# Start of Provided information

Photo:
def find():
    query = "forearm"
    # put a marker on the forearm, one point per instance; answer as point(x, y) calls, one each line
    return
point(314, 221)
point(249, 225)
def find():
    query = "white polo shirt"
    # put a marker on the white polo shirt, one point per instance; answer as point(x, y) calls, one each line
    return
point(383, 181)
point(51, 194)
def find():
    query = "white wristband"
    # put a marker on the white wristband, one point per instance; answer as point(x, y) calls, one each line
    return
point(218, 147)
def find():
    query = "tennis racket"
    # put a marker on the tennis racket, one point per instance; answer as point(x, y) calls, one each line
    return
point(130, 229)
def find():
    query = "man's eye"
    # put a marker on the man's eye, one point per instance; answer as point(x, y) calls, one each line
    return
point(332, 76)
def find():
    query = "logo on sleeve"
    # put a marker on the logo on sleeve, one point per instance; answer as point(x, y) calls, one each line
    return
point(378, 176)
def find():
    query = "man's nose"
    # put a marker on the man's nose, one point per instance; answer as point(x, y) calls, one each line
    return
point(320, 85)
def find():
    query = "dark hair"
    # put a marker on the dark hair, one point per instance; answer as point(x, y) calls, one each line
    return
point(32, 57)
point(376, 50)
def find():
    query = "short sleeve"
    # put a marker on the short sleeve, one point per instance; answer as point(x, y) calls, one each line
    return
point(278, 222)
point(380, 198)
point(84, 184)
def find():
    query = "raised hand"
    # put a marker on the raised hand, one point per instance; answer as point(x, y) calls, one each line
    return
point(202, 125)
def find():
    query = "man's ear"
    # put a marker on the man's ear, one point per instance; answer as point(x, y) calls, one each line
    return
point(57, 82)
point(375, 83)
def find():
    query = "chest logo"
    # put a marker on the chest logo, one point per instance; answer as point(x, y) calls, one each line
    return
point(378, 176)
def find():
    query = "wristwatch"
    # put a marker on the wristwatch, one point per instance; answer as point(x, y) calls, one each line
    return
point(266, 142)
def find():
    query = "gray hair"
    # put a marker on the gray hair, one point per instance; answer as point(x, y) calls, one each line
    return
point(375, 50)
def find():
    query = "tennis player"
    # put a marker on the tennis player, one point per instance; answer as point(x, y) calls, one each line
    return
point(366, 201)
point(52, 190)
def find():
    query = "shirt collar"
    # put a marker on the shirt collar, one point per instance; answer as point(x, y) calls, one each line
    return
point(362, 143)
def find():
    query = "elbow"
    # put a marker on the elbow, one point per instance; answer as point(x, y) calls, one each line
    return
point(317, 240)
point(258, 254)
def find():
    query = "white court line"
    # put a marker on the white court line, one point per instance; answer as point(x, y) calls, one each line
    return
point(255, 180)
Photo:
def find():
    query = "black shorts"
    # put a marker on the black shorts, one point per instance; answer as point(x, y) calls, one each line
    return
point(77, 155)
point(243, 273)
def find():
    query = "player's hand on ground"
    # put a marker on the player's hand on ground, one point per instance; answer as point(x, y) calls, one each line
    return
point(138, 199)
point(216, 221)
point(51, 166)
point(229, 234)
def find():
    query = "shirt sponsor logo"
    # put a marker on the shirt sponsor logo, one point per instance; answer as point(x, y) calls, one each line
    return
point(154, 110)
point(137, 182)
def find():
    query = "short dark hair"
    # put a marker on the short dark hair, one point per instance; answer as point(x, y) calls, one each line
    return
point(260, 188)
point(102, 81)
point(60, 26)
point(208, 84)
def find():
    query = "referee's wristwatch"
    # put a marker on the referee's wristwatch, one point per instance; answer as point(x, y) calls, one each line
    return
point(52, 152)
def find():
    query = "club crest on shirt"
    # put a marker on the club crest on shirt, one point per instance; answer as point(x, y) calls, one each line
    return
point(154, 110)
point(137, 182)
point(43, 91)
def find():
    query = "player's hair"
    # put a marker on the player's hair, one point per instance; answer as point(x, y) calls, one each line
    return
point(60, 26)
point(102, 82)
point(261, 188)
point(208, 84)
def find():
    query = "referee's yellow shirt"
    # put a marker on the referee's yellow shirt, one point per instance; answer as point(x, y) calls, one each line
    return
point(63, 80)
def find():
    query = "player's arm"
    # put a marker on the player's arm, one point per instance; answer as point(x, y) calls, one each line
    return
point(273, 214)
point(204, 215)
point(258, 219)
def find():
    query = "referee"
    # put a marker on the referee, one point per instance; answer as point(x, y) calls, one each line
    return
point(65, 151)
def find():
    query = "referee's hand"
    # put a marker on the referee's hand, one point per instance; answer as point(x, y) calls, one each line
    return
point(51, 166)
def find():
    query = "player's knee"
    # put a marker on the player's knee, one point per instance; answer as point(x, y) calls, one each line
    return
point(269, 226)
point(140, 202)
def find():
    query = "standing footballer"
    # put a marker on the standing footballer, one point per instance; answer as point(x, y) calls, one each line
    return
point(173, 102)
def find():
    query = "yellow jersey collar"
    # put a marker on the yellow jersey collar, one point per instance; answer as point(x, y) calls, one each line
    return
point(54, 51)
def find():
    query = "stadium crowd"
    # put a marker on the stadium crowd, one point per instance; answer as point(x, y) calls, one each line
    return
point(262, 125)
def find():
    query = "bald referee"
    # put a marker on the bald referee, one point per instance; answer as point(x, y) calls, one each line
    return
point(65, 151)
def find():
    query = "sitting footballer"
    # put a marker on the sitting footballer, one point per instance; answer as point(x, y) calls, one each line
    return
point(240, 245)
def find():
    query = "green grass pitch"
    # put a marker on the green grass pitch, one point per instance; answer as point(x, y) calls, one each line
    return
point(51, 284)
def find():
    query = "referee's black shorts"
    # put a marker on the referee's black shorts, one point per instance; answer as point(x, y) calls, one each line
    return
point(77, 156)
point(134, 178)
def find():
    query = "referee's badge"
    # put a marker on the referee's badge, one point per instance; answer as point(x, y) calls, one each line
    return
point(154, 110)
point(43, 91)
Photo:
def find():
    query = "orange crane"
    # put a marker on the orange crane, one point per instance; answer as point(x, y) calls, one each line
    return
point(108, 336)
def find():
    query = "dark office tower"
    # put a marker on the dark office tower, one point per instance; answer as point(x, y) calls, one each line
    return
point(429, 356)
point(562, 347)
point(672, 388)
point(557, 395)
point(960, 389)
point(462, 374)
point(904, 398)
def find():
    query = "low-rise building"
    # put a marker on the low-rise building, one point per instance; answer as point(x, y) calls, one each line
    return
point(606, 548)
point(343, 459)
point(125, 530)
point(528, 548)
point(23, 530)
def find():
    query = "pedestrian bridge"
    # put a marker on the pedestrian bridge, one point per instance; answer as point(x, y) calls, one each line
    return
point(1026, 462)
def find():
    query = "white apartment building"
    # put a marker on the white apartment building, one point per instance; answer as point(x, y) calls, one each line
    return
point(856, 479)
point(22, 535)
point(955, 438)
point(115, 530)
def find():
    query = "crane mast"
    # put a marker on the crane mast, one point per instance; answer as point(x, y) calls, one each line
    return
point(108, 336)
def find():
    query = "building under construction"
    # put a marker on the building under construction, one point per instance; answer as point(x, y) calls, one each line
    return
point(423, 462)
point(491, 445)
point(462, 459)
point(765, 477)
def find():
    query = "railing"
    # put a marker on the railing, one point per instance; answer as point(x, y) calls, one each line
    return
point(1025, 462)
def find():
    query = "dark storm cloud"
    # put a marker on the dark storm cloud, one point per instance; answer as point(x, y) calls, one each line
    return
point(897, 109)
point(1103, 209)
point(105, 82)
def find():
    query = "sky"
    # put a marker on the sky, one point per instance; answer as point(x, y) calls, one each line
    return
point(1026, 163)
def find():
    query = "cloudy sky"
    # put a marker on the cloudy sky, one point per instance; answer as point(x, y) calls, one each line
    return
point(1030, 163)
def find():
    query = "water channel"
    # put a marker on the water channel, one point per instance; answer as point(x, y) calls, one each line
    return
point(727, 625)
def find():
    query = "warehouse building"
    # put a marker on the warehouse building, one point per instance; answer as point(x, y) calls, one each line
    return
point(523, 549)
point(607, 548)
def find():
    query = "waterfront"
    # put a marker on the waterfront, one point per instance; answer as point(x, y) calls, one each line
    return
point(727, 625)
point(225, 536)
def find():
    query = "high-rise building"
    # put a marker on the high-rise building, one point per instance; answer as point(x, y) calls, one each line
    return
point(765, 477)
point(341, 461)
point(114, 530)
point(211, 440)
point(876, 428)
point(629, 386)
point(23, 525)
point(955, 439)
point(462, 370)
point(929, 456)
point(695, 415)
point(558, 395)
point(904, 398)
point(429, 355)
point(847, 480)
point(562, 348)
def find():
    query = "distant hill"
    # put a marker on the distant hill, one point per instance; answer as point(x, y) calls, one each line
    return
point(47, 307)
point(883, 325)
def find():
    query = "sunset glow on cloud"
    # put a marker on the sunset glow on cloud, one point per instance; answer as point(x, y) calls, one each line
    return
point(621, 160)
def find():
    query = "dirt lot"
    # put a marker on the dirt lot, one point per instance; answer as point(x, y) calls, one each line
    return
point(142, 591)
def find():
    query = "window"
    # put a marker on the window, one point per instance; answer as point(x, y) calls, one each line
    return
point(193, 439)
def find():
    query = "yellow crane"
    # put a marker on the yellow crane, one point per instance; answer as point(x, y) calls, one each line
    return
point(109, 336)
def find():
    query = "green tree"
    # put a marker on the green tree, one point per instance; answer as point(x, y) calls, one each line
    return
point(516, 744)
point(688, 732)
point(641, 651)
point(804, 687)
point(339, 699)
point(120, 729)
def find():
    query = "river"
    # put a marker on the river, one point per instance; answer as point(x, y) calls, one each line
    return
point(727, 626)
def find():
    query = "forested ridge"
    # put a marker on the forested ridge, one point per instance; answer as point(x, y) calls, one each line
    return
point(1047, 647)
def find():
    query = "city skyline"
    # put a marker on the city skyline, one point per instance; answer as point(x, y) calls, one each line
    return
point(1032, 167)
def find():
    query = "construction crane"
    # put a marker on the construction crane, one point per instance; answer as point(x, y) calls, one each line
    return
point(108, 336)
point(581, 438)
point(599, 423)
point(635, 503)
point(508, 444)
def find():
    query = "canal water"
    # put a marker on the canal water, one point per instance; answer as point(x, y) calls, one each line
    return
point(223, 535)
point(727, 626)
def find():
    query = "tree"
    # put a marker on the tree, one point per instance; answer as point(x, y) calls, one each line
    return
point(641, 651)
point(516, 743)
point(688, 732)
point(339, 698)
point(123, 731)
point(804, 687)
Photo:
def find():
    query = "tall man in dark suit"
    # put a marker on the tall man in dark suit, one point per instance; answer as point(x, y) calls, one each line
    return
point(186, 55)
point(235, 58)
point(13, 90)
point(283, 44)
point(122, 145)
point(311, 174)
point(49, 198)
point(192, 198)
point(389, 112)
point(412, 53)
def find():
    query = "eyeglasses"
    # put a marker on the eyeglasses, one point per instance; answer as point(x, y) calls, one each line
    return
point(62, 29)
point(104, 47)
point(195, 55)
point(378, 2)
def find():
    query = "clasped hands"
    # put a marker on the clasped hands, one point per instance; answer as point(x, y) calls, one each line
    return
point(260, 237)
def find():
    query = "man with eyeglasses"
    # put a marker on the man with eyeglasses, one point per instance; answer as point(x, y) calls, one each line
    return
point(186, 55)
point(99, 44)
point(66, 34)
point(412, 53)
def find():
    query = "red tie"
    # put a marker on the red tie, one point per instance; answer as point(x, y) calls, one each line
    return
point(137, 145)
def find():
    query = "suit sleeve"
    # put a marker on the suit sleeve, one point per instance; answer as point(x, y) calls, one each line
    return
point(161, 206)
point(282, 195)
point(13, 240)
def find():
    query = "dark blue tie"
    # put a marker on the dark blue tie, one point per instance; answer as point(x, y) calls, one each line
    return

# End of Provided information

**Exercise task**:
Find every line in the records that contains the string "racket", matching case exactly, and copy each one.

**The output**:
    query = "tennis racket"
    # put a marker on the tennis racket, one point per instance; answer as point(x, y) calls, one each line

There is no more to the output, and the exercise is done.